Listed records:
───

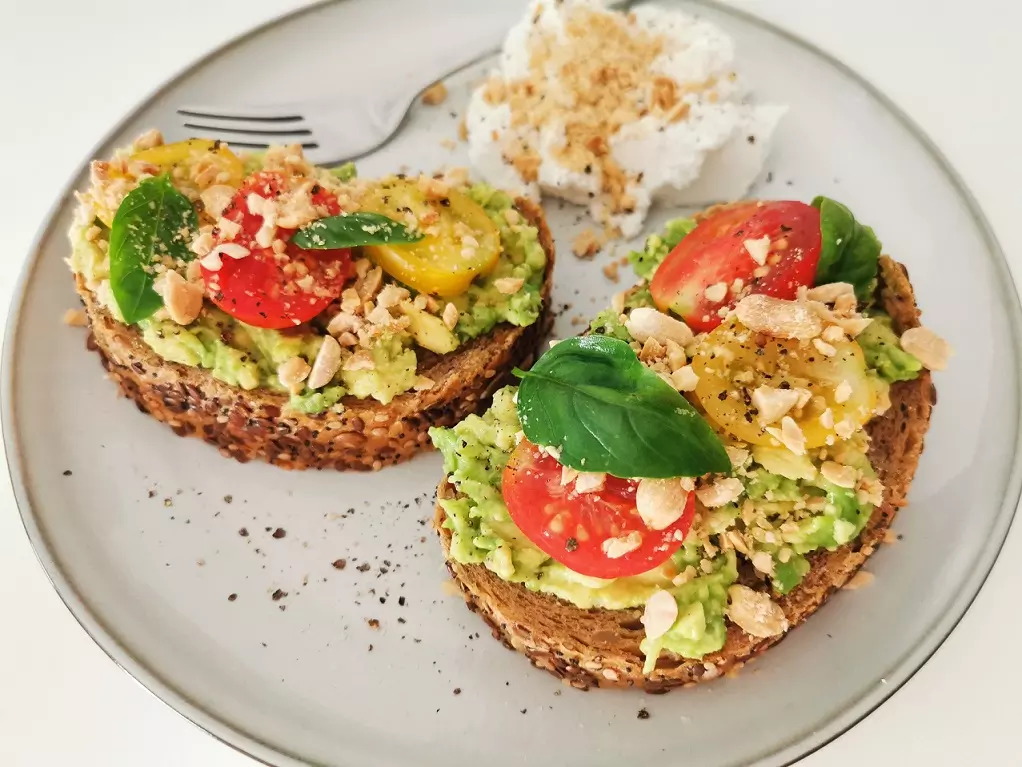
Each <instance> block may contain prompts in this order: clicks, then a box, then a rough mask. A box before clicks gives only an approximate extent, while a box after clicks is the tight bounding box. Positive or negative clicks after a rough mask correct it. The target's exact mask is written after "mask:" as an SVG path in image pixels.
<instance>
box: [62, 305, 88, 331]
mask: <svg viewBox="0 0 1022 767" xmlns="http://www.w3.org/2000/svg"><path fill="white" fill-rule="evenodd" d="M63 323H64V324H65V325H67V326H68V327H86V326H88V324H89V316H88V315H87V314H86V313H85V310H84V309H68V310H67V311H66V312H64V314H63Z"/></svg>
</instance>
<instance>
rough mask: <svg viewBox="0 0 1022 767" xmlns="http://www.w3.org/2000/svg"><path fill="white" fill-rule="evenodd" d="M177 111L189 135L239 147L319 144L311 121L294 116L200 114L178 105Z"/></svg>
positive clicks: (249, 148) (256, 146)
mask: <svg viewBox="0 0 1022 767" xmlns="http://www.w3.org/2000/svg"><path fill="white" fill-rule="evenodd" d="M221 111H223V110H221ZM178 115H179V116H180V117H181V119H182V126H183V127H184V128H186V129H188V131H189V132H190V133H191V135H199V136H204V137H206V138H215V139H220V140H222V141H226V142H227V143H228V144H230V145H231V146H236V147H238V148H243V149H262V148H266V147H267V146H269V145H270V144H292V143H294V144H301V146H303V148H306V149H315V148H317V147H318V146H319V143H318V142H317V141H316V139H315V138H314V136H313V131H312V129H311V127H310V125H309V124H308V123H307V122H306V121H305V120H304V119H303V118H301V117H297V116H294V117H288V118H286V119H281V118H278V119H274V120H268V119H263V120H257V119H250V118H241V117H239V116H237V115H232V116H230V117H225V116H223V115H218V116H205V115H202V116H199V114H198V112H194V111H191V110H187V109H184V108H181V109H178Z"/></svg>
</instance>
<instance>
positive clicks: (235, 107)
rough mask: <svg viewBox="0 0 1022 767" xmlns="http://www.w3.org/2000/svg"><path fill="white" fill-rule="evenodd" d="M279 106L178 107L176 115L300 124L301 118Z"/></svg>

───

Task details: Each line in the records above with "rough" must be returned.

Exercise answer:
Each <instance> block may contain prompts in this order: clicks, then a box, then a rough mask. A box before clicks gives only an approximate extent, while a box after clicks is the tight bounding box. Positive or negative clicks after a rough mask correct it. The target's exact mask is written after "mask:" as an SVG path in image pixels.
rough mask: <svg viewBox="0 0 1022 767" xmlns="http://www.w3.org/2000/svg"><path fill="white" fill-rule="evenodd" d="M177 111L189 135L239 147L319 144L311 121L294 116L200 114L178 105Z"/></svg>
rough mask: <svg viewBox="0 0 1022 767" xmlns="http://www.w3.org/2000/svg"><path fill="white" fill-rule="evenodd" d="M279 106L178 107L176 115L300 124L301 118Z"/></svg>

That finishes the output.